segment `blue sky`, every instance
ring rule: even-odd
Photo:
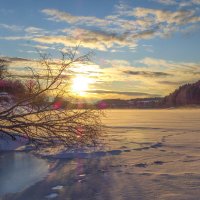
[[[200,79],[200,0],[0,3],[0,55],[13,73],[35,66],[36,48],[59,59],[81,42],[80,53],[95,53],[82,66],[90,98],[164,96]]]

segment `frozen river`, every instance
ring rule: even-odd
[[[200,109],[107,110],[95,153],[48,164],[27,154],[1,155],[0,193],[9,192],[2,200],[199,200],[199,120]]]

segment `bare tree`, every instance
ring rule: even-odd
[[[42,73],[29,68],[30,79],[24,82],[26,93],[0,110],[0,135],[13,140],[25,138],[36,146],[71,146],[96,141],[101,133],[99,110],[77,109],[74,104],[60,109],[58,102],[50,100],[57,97],[71,100],[67,95],[70,67],[90,60],[90,54],[77,57],[76,52],[77,48],[62,53],[62,59],[56,64],[41,55]],[[43,99],[43,103],[36,104],[38,99]]]
[[[7,62],[5,59],[0,58],[0,79],[3,79],[7,73]]]

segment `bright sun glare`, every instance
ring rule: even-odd
[[[84,96],[86,91],[89,89],[89,85],[92,83],[90,78],[84,77],[82,75],[77,75],[72,80],[72,92]]]

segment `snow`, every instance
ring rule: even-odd
[[[107,110],[106,116],[99,147],[40,152],[49,175],[6,199],[200,199],[200,109]]]

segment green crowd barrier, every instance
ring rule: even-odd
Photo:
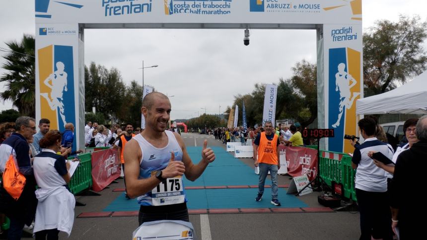
[[[104,149],[108,149],[110,148],[110,147],[86,147],[85,148],[86,150],[86,153],[93,153],[95,151],[99,151]]]
[[[77,167],[68,184],[70,191],[74,195],[88,189],[92,184],[92,154],[84,153],[77,157],[80,161],[80,166]],[[74,157],[71,157],[69,159],[73,158]]]
[[[329,158],[327,157],[330,154],[342,155],[342,157],[341,160]],[[352,167],[352,157],[346,153],[320,150],[320,158],[319,173],[326,184],[332,187],[332,181],[342,183],[344,196],[357,201],[355,185],[356,171]]]
[[[355,184],[356,170],[353,169],[353,167],[352,167],[351,157],[347,155],[345,158],[341,159],[341,168],[343,173],[341,183],[343,183],[344,188],[344,196],[357,202]]]

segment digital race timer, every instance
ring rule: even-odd
[[[334,129],[305,129],[302,130],[302,137],[334,137]]]

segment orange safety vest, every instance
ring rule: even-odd
[[[135,136],[135,134],[132,133],[132,137]],[[123,150],[125,150],[125,145],[126,145],[126,143],[128,142],[128,141],[126,140],[126,138],[125,138],[125,134],[122,135],[120,137],[120,139],[122,140],[122,154],[120,154],[120,162],[122,163],[125,163],[125,159],[123,158]]]
[[[277,141],[278,137],[274,134],[273,140],[268,140],[265,132],[261,132],[258,147],[258,162],[277,165]]]

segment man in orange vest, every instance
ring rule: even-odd
[[[122,168],[123,169],[123,174],[125,174],[125,159],[123,158],[123,152],[125,149],[125,146],[126,143],[131,140],[133,137],[135,136],[135,134],[132,133],[134,131],[134,125],[132,123],[126,123],[126,127],[125,128],[125,134],[122,135],[120,139],[119,140],[119,155],[120,156],[120,162],[122,163]],[[125,177],[123,177],[124,180]],[[126,181],[125,181],[125,188],[126,188]],[[128,193],[126,193],[125,196],[126,198],[129,198]]]
[[[271,203],[275,206],[280,206],[280,202],[277,198],[277,172],[280,169],[280,160],[277,150],[279,137],[275,134],[276,130],[271,121],[267,121],[265,124],[265,131],[258,134],[254,142],[255,165],[260,168],[258,194],[255,201],[259,202],[262,198],[266,178],[270,171],[272,181]]]

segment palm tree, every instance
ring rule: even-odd
[[[2,67],[8,71],[0,77],[5,82],[5,90],[0,93],[3,101],[10,100],[22,115],[35,116],[35,39],[24,34],[20,43],[5,43],[9,48],[3,57],[6,62]]]

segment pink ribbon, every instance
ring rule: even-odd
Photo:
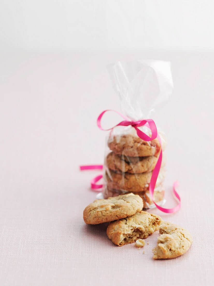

◇ ◇ ◇ ◇ ◇ ◇ ◇

* Objective *
Rewrite all of the entries above, changing every occurrence of "every instance" to "each instance" and keeping everything else the same. Leave the pictures out.

* The reply *
segment `blue sky`, each instance
ring rule: even-odd
Photo:
[[[200,79],[200,0],[0,3],[0,55],[13,73],[35,66],[36,48],[59,59],[81,42],[80,53],[95,53],[82,66],[90,98],[164,96]]]

segment `frozen river`, each instance
ring rule: even-odd
[[[200,109],[107,110],[95,153],[48,164],[27,154],[1,155],[0,193],[9,192],[2,200],[199,200],[199,120]]]

segment `bare tree`, each instance
ring rule: even-odd
[[[42,73],[29,68],[30,79],[24,82],[26,93],[0,110],[0,135],[13,140],[25,138],[36,146],[71,146],[96,141],[101,133],[99,110],[77,109],[74,104],[60,109],[58,102],[50,100],[57,97],[71,100],[67,95],[70,67],[90,60],[90,54],[77,57],[76,52],[77,48],[62,53],[62,59],[56,64],[41,55]],[[43,99],[43,103],[36,104],[38,99]]]
[[[7,62],[5,59],[0,58],[0,79],[3,79],[7,73]]]

segment `bright sun glare`, each instance
ring rule: even-odd
[[[84,96],[86,91],[89,89],[89,85],[92,83],[90,78],[84,77],[82,75],[77,75],[72,80],[72,92]]]

segment `snow`, each instance
ring rule: even-odd
[[[107,110],[106,116],[99,147],[40,152],[49,175],[6,199],[200,199],[200,109]]]

segment green crowd barrier, each instance
ring rule: even-odd
Photo:
[[[104,149],[108,149],[110,148],[110,147],[86,147],[85,148],[86,150],[86,153],[93,153],[95,151],[99,151]]]
[[[77,167],[68,184],[70,191],[74,195],[88,189],[92,184],[92,154],[84,153],[77,157],[80,161],[80,166]],[[74,157],[71,157],[69,159],[73,158]]]
[[[329,158],[327,157],[330,154],[342,155],[342,157],[341,160]],[[352,167],[352,157],[346,153],[320,150],[320,158],[319,173],[326,184],[332,187],[332,181],[342,183],[344,196],[357,201],[355,185],[356,171]]]
[[[355,184],[356,170],[353,169],[353,167],[352,167],[351,157],[347,155],[345,158],[341,159],[341,168],[343,173],[341,183],[343,183],[344,188],[344,196],[357,202]]]

segment digital race timer, each instance
ring rule: even-odd
[[[334,129],[305,129],[302,130],[302,137],[334,137]]]

segment orange safety vest, each instance
ring rule: even-odd
[[[135,136],[135,134],[132,133],[132,137]],[[123,150],[125,150],[125,145],[126,145],[126,143],[128,142],[128,141],[126,140],[126,138],[125,138],[125,134],[122,135],[120,137],[120,139],[122,140],[122,154],[120,154],[120,162],[122,163],[125,163],[125,159],[123,158]]]
[[[277,141],[278,137],[274,134],[273,140],[268,140],[265,132],[261,132],[258,147],[258,162],[277,165]]]

segment man in orange vest, each instance
ring rule: even-odd
[[[122,168],[123,169],[123,174],[125,174],[125,159],[123,158],[123,152],[125,149],[125,146],[126,143],[131,140],[133,137],[135,136],[135,134],[132,133],[134,131],[134,125],[132,123],[126,123],[126,127],[125,128],[125,134],[122,135],[120,139],[119,140],[119,155],[120,156],[120,162],[122,163]],[[125,177],[123,177],[124,180]],[[126,181],[125,181],[125,188],[126,188]],[[128,193],[126,193],[125,196],[126,198],[129,198]]]
[[[271,203],[275,206],[280,206],[280,202],[277,198],[277,172],[280,169],[280,160],[277,150],[279,137],[275,134],[276,130],[271,121],[267,121],[265,124],[265,131],[258,134],[254,142],[255,165],[260,168],[258,194],[255,201],[259,202],[262,198],[266,178],[270,171],[272,181]]]

segment palm tree, each instance
ring rule: even-odd
[[[2,67],[8,71],[0,77],[5,82],[5,90],[0,93],[3,101],[10,100],[22,115],[35,116],[35,39],[24,34],[20,43],[5,43],[9,48],[3,57],[6,62]]]

segment pink ribbon, each instance
ring rule: even-odd
Photo:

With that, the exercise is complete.